Objective 1 -> Count the lines in the records below that contain the string "small", with case counting, and give only that number.

Excerpt ->
— Begin —

You know, it's just there's all these bad things happening, yet God says He loves me? And what way have you loved us? Now remember, this is about four generations away from the people who came back to build the temple. About four generations. They had a temple. They didn't have to build the walls of Jerusalem. They didn't have to build their houses. The farms were already set up. You see, it had taken four generations, or three generations of building. They had it. They had it now. And the response to God is, we don't understand. You keep saying you love us, but you know, I don't see where you love us. God's response is very interesting, starting here in the second part of verse two.
Was not Esau Jacob's brother, says the Lord, yet Jacob I have loved? He's making a very important point here. He said, you know, let's go back to Jacob and Esau. He said, I chose Jacob.
Now we know the story. God has a plan for Esau and the descendants of Esau. There's lots of prophecies that talk about the descendants of Esau and what God's plan is for them. But he's making a point. The point is, did I not choose you, and I have chosen you generations ago?

— End —

Information provided ->
— Begin —

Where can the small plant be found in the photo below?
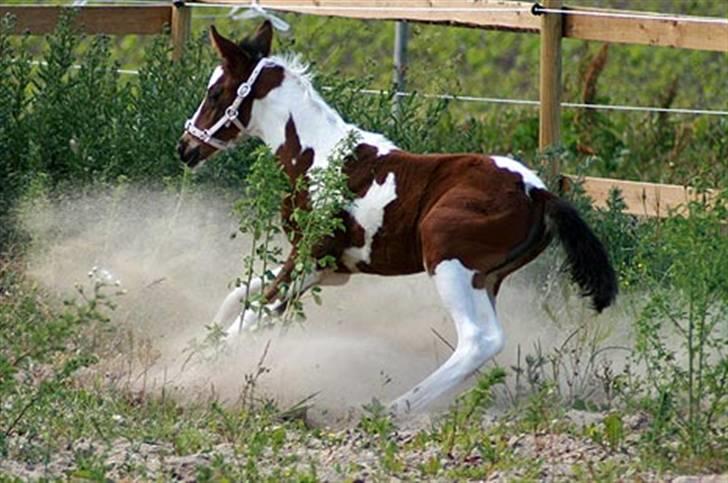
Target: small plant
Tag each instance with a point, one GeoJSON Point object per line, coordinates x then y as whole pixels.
{"type": "Point", "coordinates": [328, 194]}
{"type": "Point", "coordinates": [469, 407]}
{"type": "Point", "coordinates": [378, 424]}
{"type": "Point", "coordinates": [688, 303]}
{"type": "Point", "coordinates": [259, 213]}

— End —

Objective 2 -> Carry on the sermon passage about God choosing Jacob over Esau, starting right after its final sentence.

Expected answer 1 -> 2

Expected answer 2 ->
I chose you thousands of years ago. And I worked all this time. He could have talked about David and Solomon. He could have talked about Isaiah. Because remember, this was at the end of what we called the Old Testament. He could have talked about Abraham. He could have said, I worked out this plan for all these years for you. What do you mean I don't love you? So this is the starting point. Let's just go back to Esau and Jacob. And you're the descendants of Jacob, he tells these people. I've been working with you all this time. But Esau I have hated. Now we know he didn't hate him, but he did not give him the same privileges he gave Jacob. But Esau I have hated and laid waste his mountains and his heritage for the wilderness of the jackals. He goes on and he talks about how he gave them special privileges. He gave them special privileges. And yet, they saw no real need to honor God for their life. They saw no need to thank God for what he had given to them. What do you mean you loved us? Look at what it says in verse 6.
A son honors his father and a servant his master, yet then I am the father, where is my honor? And if I am a master, where is my reverence?
His first accusation is not really an accusation, it's just I love you. And there's an accusation from the people that says, what do you mean you loved us? Life's hard.
And he says, if I am your father, where is my honor? Where is my reverence?
This is an important point for us today.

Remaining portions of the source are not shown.